## WORK TO COMPLETE
Convert the lines of the data below, from the line containing "trace --target=woman's neck" through the end of the data, into a JSON list of strings with one string per line and blank lines omitted.

## EXTRACTED ENTRIES
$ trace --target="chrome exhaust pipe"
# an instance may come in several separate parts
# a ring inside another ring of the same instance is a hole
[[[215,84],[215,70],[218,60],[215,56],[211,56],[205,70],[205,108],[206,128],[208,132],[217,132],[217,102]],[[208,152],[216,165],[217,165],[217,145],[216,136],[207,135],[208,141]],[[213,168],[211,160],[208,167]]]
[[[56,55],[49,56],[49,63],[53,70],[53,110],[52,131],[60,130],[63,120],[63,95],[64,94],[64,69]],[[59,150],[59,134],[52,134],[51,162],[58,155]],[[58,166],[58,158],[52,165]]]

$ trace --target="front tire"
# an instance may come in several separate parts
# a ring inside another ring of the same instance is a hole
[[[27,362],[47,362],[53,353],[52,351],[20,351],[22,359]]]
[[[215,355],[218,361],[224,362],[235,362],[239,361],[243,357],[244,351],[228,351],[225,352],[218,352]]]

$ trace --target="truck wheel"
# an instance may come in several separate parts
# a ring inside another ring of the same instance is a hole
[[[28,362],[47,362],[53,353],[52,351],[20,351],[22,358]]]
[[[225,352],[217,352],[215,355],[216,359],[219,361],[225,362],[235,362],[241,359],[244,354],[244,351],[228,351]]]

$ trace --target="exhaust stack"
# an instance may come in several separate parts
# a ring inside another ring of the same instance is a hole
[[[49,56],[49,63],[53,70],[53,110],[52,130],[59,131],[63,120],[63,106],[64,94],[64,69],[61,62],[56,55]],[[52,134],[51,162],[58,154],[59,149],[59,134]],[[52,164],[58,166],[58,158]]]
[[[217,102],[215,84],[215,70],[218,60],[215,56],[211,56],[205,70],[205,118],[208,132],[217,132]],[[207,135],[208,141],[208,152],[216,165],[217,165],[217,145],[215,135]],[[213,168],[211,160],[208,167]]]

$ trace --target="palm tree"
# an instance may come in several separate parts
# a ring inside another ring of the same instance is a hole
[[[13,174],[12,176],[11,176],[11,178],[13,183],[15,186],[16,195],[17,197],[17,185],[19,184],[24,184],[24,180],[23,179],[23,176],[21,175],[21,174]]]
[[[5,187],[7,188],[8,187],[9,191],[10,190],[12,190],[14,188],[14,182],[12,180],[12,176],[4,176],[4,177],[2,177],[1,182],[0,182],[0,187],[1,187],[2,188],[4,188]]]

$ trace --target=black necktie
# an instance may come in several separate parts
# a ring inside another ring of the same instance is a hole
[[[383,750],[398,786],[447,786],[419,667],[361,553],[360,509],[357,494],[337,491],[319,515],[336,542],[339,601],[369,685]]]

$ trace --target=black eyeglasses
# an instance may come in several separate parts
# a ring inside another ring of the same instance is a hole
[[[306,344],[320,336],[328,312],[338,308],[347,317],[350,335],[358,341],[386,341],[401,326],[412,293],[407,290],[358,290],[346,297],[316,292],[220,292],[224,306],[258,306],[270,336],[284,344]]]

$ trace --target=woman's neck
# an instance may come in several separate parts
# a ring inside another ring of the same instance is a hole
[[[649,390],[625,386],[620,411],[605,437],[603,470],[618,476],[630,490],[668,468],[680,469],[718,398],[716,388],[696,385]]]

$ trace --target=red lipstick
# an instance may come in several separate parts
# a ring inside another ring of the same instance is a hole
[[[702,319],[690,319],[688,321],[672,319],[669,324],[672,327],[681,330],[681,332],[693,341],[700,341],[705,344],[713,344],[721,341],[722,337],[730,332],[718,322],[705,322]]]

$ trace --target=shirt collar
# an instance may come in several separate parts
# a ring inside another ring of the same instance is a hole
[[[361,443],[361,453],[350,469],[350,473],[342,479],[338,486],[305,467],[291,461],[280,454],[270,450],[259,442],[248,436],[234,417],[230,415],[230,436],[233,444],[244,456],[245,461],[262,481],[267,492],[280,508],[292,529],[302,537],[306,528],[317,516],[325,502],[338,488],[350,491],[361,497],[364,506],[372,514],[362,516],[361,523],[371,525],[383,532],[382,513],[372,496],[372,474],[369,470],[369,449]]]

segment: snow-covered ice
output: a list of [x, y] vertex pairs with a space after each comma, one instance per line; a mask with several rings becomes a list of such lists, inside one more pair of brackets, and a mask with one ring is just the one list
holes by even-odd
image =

## TASK ANSWER
[
  "$ trace --target=woman's neck",
  "# an instance may come in several separate parts",
  "# a ring inside another ring of the same instance is a hole",
  "[[[649,390],[625,386],[620,411],[605,437],[603,470],[618,476],[630,490],[668,468],[680,469],[718,398],[716,388],[696,385]]]",
  "$ trace --target=red lipstick",
  "# an instance may come in several separate parts",
  "# a ring inside another ring of the same instance is a hole",
  "[[[702,319],[690,319],[688,321],[672,319],[669,324],[672,327],[681,330],[681,332],[693,341],[700,341],[705,344],[713,344],[721,341],[722,337],[730,332],[718,322],[705,322]]]",
  "$ trace --target=shirt collar",
  "# an instance may come in several separate parts",
  "# a ring inside another ring of the same instance is a hole",
  "[[[361,443],[361,453],[350,469],[350,473],[342,479],[338,486],[305,467],[291,461],[280,454],[270,450],[259,442],[248,436],[234,417],[230,415],[230,436],[233,444],[244,456],[245,461],[262,481],[267,492],[280,508],[292,529],[302,537],[306,528],[317,516],[325,502],[338,488],[350,491],[361,497],[364,506],[372,514],[362,516],[361,523],[371,525],[383,532],[382,513],[372,496],[372,474],[369,470],[369,449]]]",
  "segment: snow-covered ice",
  "output: a list of [x, y] vertex pairs with a space after each comma, one instance per line; a mask with several rings becomes a list of such lists, inside one more pair of brackets, and a mask with one ring is just the one list",
  "holes by even-odd",
  "image ="
]